» **WHAT IS NEEDED**: Copy out, unchanged, everything from the line containing "Pick out the pink flower" down to the line containing "pixel 577 402", both of those lines included.

» **DATA EXTRACT**:
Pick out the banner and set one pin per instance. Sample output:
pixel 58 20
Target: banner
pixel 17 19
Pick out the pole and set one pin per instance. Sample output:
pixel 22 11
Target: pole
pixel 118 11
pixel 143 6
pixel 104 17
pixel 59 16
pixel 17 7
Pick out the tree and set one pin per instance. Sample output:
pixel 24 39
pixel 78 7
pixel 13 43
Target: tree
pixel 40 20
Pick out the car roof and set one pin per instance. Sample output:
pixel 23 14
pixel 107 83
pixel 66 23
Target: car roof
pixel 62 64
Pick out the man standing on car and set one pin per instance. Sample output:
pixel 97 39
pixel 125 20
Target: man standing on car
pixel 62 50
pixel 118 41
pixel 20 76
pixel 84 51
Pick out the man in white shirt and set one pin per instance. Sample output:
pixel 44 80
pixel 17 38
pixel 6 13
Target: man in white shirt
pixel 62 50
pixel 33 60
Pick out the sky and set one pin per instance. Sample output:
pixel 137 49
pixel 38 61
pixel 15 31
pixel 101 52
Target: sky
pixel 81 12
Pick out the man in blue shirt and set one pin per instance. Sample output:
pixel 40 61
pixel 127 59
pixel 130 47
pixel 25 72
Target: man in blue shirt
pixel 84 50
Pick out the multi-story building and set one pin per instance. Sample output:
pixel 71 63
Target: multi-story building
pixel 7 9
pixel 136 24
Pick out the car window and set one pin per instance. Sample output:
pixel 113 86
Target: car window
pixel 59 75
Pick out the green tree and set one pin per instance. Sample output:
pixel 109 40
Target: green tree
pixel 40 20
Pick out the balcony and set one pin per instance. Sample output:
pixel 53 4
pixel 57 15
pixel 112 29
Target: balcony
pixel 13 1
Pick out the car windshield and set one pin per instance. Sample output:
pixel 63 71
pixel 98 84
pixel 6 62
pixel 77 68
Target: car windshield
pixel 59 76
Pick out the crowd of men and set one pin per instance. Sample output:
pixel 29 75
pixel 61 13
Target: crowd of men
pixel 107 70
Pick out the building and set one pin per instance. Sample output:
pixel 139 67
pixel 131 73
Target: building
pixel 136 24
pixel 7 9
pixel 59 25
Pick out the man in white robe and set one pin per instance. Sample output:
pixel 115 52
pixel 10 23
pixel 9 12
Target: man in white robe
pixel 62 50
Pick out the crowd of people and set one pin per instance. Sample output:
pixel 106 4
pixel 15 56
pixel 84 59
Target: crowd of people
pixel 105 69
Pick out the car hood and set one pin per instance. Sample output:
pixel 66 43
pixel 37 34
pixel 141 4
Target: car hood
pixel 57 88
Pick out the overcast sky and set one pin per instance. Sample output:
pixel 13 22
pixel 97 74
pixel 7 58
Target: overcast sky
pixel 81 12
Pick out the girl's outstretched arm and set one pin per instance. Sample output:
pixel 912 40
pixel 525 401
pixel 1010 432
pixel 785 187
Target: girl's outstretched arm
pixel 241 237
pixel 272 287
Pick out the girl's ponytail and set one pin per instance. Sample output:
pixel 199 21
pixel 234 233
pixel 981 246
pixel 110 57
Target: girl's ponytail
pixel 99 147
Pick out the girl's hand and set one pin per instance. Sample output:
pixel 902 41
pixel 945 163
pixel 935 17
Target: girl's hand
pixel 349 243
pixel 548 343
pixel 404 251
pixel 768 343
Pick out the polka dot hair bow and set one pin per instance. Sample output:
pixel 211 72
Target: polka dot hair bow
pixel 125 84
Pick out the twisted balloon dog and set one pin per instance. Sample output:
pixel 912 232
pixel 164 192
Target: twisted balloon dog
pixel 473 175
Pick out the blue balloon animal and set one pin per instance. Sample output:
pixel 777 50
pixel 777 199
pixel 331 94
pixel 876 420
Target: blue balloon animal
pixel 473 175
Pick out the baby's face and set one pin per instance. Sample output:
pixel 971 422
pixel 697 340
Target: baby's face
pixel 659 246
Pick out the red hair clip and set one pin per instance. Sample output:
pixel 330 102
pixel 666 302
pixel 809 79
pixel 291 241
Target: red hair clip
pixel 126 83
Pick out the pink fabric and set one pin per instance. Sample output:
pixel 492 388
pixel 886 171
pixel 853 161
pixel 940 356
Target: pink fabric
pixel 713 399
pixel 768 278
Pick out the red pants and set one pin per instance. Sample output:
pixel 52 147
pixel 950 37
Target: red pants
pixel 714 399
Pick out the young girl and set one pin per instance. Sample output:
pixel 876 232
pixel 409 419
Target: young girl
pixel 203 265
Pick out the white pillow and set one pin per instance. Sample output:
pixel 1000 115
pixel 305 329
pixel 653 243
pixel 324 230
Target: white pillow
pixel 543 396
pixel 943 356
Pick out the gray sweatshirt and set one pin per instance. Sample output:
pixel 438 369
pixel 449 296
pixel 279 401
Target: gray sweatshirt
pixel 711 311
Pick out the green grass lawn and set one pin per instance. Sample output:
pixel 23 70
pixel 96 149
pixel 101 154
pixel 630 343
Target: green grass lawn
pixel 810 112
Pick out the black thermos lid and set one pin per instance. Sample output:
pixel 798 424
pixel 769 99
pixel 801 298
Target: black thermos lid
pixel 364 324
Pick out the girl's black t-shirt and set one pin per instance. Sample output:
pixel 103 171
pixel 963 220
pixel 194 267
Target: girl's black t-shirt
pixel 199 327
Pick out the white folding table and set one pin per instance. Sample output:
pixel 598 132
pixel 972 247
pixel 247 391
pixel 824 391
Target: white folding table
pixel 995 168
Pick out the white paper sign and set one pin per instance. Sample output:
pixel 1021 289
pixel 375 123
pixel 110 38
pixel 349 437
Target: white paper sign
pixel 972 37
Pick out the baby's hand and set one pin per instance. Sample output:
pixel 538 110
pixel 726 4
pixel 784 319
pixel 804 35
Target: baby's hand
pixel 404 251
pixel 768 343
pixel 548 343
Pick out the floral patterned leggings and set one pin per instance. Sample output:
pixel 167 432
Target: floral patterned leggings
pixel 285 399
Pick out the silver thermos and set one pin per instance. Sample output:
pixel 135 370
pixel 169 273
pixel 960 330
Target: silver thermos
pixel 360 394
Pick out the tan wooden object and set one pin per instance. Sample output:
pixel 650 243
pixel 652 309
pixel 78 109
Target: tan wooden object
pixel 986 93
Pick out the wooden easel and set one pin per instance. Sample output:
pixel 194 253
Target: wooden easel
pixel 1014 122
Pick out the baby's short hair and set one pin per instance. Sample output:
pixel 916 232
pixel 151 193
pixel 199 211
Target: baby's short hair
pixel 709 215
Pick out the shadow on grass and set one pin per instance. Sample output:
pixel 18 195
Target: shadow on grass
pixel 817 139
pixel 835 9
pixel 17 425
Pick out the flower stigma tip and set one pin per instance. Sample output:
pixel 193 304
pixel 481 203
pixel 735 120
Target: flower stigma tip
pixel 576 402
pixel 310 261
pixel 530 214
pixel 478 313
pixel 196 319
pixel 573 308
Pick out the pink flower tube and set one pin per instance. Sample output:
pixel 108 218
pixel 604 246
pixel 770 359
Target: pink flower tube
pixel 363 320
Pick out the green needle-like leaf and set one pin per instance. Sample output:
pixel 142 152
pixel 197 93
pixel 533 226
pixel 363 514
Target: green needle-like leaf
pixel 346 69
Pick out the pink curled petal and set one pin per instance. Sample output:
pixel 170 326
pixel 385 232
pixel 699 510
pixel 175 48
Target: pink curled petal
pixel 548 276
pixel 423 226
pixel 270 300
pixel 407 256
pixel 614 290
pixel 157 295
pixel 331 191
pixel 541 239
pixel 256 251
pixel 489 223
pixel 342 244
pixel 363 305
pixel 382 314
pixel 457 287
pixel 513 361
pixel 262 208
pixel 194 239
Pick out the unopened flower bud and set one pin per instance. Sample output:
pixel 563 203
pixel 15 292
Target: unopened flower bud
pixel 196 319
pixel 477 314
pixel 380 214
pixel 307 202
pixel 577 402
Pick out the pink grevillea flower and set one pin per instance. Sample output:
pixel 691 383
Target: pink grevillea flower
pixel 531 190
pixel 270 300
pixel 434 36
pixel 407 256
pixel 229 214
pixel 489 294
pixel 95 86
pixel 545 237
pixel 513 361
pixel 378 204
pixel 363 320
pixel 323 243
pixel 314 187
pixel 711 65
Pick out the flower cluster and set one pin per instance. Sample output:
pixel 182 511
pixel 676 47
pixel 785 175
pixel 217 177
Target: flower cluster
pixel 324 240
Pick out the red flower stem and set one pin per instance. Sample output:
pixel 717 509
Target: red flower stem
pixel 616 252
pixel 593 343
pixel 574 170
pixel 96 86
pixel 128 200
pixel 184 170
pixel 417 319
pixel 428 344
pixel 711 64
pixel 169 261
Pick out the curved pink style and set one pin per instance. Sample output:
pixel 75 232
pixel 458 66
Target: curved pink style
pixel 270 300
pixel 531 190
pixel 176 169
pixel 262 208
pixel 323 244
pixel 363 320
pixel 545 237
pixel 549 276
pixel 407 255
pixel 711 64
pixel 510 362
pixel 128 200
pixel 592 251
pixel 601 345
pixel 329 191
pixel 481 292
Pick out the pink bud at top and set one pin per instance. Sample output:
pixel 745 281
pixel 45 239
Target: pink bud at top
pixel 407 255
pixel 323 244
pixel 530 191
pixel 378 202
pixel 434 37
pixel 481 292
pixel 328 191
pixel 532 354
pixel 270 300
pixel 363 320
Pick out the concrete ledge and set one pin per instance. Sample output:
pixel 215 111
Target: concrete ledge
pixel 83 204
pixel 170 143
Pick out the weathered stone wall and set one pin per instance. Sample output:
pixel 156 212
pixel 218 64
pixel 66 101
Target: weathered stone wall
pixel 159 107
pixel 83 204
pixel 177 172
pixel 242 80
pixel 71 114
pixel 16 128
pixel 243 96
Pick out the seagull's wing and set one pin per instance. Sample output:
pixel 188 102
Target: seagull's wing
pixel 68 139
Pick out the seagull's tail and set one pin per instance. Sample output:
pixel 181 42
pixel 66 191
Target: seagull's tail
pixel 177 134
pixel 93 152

» **OUTPUT FOR THIS TASK**:
Pick out the pink flower tube and set one pin per instance. Sample output:
pixel 108 218
pixel 604 246
pixel 770 359
Target: pink flower tube
pixel 363 320
Pick out the green needle-like leaf and set one pin per instance. Sample output:
pixel 142 152
pixel 197 93
pixel 533 226
pixel 363 514
Target: green needle-like leaf
pixel 346 69
Pick out the pink curled petal and set one pin per instance. Sample output:
pixel 170 326
pixel 385 232
pixel 699 510
pixel 175 48
Target: pink curled petal
pixel 548 276
pixel 423 226
pixel 270 300
pixel 407 256
pixel 614 290
pixel 157 295
pixel 331 191
pixel 541 239
pixel 256 251
pixel 489 223
pixel 342 244
pixel 363 305
pixel 382 314
pixel 457 287
pixel 513 361
pixel 262 208
pixel 194 239
Pick out the unopened flower bud and set one pin per instance. Sample output:
pixel 563 203
pixel 15 292
Target: unopened flower bud
pixel 196 319
pixel 477 314
pixel 380 214
pixel 307 202
pixel 577 402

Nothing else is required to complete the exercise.